▸ **Texte de lecture**:
-.-.-

22C’est comme si, une part importante des Espagnols travaillant en Algérie n’étaient pas inscrits auprès des représentations diplomatiques. Comme l’a mentionné le Consul général d’Espagne à Oran [12], la mobilité des Espagnols en Algérie se caractérise par des visites professionnelles ponctuelles ou de brefs séjours de travail. La majorité des Espagnols vivant en Algérie conservent leur résidence administrative en Espagne. Bien qu’ils travaillent pour des sociétés mixtes implantées en Algérie, ils gardent les avantages sociaux et économiques d’une résidence en Espagne, perçoivent leur salaire en Espagne, évitant d’avoir à solliciter un titre de séjour. Tout cela est bien évidemment facilité par la proximité physique existant entre les deux pays et par les nombreuses liaisons aériennes et maritimes qui permettent de vivre entre les deux pays ou de rentrer en Espagne au moins une fois tous les trois mois ; ce qui correspond au plus long séjour autorisé avec un visa de tourisme ou d’affaires. De ce fait, les travailleurs espagnols implantés en Algérie sont plutôt dans la circulation que dans l’installation durable en Algérie.

Caractéristiques du collectif espagnol en Algérie

23Mis à part les rares Espagnols survivants de la période coloniale [13] tous de nationalité française, les Espagnols viennent en Algérie essentiellement pour des raisons professionnelles. Presque toutes les personnes interviewées sont des travailleurs laissant leur famille en Espagne et qui s’installent en Algérie seulement le temps de la durée de leur contrat de travail. Une seule des 35 personnes interviewées est venue rejoindre son conjoint et a trouvé un emploi à l’Institut Cervantes d’Oran, l’institut culturel espagnol. Le caractère professionnel de la présence actuelle des Espagnols nous conduit à proposer une typologie en fonction du type d’entreprise les ayant recrutés.

24Le premier groupe s’apparente à un collectif hétérogène incluant des personnes travaillant pour des institutions ou des organisations bénéficiant d’un financement public. Il s’agit de quelques dizaines de personnes liées aux ONG, aux ordres religieux et aux institutions espagnoles – l’Ambassade d’Alger et le consulat d’Oran, les Instituts Cervantes d’Alger et d’Oran –, mais aussi d’universitaires arrivés dans le cadre d’échanges entre le ministère des Affaires étrangères espagnol et l’Algérie et les agences de coopération [14].

-.-.-

▸ **Série de consignes**:
(a) Selon le texte de lecture, quelle est la durée du plus long séjour autorisé avec un visa de tourisme ou d'affaires ?
(b) Énumérez les institutions espagnoles situées en Algérie que nomme le texte de lecture.
(c) Poursuivez le texte sur les Espagnols en Algérie après sa dernière phrase.

-.-.-

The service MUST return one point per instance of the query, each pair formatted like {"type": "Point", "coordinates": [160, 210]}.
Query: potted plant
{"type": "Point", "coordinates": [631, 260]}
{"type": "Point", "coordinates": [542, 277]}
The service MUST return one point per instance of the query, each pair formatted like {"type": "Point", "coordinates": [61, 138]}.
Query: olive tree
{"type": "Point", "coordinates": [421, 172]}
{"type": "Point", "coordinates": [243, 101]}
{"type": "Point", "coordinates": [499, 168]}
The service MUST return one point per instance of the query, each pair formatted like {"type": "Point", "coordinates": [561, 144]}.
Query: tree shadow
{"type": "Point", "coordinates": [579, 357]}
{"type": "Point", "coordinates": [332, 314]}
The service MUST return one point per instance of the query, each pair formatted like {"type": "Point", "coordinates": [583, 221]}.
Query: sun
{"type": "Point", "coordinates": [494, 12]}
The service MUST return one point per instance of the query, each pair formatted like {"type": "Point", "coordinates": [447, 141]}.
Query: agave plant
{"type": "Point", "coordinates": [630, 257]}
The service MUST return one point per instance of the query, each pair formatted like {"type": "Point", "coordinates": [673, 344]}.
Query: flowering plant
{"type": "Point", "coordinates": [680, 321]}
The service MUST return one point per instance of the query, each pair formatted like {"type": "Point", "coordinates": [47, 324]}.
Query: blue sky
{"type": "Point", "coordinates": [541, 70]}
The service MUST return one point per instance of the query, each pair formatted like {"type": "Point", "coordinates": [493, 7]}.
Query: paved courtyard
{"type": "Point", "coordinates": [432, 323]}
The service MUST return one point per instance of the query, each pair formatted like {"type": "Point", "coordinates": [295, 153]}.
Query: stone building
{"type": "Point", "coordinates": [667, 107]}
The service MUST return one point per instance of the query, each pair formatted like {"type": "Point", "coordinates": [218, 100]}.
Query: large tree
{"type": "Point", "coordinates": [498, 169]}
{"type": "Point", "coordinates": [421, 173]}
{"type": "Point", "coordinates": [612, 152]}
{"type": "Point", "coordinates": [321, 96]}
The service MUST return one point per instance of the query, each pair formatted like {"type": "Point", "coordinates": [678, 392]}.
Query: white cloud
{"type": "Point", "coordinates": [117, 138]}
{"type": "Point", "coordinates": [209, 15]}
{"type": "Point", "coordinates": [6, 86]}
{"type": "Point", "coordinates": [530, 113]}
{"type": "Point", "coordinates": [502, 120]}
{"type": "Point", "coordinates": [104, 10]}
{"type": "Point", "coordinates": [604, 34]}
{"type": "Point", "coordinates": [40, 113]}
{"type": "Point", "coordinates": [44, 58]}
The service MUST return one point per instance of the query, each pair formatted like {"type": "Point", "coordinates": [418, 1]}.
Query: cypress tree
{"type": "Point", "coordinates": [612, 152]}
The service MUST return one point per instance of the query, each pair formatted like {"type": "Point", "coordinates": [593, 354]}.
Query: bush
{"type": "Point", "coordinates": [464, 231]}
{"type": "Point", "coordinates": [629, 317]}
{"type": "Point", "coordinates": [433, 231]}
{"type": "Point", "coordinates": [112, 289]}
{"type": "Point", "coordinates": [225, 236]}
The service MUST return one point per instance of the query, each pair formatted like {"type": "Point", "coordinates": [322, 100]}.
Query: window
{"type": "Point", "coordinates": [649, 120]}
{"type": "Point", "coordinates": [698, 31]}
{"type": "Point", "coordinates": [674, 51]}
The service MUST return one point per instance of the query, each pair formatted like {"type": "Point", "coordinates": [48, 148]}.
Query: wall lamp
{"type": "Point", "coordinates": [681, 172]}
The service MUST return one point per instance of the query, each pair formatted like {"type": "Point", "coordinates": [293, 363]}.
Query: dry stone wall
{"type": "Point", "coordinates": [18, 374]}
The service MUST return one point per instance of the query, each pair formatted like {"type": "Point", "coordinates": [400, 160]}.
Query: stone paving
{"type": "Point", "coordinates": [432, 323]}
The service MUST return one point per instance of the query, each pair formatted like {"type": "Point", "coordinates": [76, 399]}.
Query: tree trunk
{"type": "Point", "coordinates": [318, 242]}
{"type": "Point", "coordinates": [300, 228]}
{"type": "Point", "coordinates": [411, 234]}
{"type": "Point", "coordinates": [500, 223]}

-.-.-

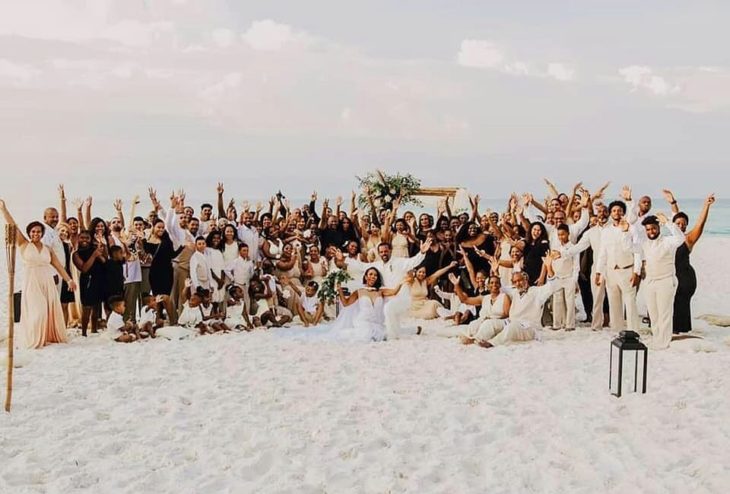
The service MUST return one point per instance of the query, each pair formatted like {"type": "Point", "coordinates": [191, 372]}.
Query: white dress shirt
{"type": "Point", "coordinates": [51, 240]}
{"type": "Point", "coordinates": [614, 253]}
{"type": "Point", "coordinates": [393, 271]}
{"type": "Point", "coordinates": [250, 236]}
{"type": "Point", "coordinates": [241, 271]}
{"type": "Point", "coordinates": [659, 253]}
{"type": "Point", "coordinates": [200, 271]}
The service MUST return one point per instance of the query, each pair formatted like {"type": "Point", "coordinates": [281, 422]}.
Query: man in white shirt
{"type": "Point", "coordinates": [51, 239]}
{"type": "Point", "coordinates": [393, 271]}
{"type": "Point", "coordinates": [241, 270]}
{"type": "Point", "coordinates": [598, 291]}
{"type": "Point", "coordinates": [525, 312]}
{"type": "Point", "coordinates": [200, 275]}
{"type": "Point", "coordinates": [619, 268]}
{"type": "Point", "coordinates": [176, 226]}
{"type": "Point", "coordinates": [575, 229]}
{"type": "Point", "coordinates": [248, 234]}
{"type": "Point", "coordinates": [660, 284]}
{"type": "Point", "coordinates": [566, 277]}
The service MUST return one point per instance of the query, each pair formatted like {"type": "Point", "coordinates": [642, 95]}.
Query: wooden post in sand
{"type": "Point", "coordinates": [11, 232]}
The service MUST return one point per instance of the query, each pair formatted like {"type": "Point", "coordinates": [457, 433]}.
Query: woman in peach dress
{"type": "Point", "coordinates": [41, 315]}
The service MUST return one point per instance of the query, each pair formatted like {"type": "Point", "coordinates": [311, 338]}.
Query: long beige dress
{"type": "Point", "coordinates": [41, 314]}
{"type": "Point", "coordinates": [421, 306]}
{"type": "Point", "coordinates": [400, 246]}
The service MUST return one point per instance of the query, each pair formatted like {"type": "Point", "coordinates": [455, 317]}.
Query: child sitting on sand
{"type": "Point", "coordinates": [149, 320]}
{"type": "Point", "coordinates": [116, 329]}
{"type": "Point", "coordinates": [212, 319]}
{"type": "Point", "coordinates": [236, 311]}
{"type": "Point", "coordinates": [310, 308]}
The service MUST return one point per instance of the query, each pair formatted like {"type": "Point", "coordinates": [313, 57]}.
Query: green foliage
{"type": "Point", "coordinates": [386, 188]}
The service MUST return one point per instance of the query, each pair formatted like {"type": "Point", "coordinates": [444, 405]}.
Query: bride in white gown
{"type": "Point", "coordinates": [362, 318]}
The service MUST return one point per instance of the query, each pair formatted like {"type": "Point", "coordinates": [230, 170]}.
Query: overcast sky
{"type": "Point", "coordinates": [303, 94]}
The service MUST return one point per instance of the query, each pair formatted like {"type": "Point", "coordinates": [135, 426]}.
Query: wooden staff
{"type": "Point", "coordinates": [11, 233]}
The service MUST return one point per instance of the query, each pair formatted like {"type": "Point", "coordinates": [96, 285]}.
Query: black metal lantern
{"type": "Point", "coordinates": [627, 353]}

-.-.-

▸ **Réponses attendues**:
(a) Trois mois.

(b) L'Ambassade d'Alger, le consulat d'Oran, l'Institut Cervantes d'Alger et l'Institut Cervantes d'Oran.

(c)
25Le deuxième collectif regroupe des expatriés que les grandes entreprises envoient depuis les années 1990 pour travailler dans le secteur des hydrocarbures et, depuis le milieu des années 2000, dans les secteurs de la construction ou du BTP. Ce sont des travailleurs hautement qualifiés qui bénéficient, pour la majorité d’entre eux, de primes d’expatriation [IESE Business School, 2013, p. 23], de garanties de promotion à leur retour, d’un logement ou d’une voiture de fonction… Depuis 2010, une importante précarisation professionnelle de ce groupe a été observée au point que certaines personnes s’expatrient pour conserver leur emploi, sans attendre en retour un complément de salaire. De même, de jeunes chômeurs hautement qualifiés recrutés en Espagne avec des contrats algériens acceptent d’être rémunérés en dinars. Enfin, le chômage et la baisse des salaires permettent aux grandes entreprises espagnoles d’embaucher en Espagne des travailleurs moyennement ou peu qualifiés – techniciens et ouvriers spécialisés – visibles sur les chantiers algériens.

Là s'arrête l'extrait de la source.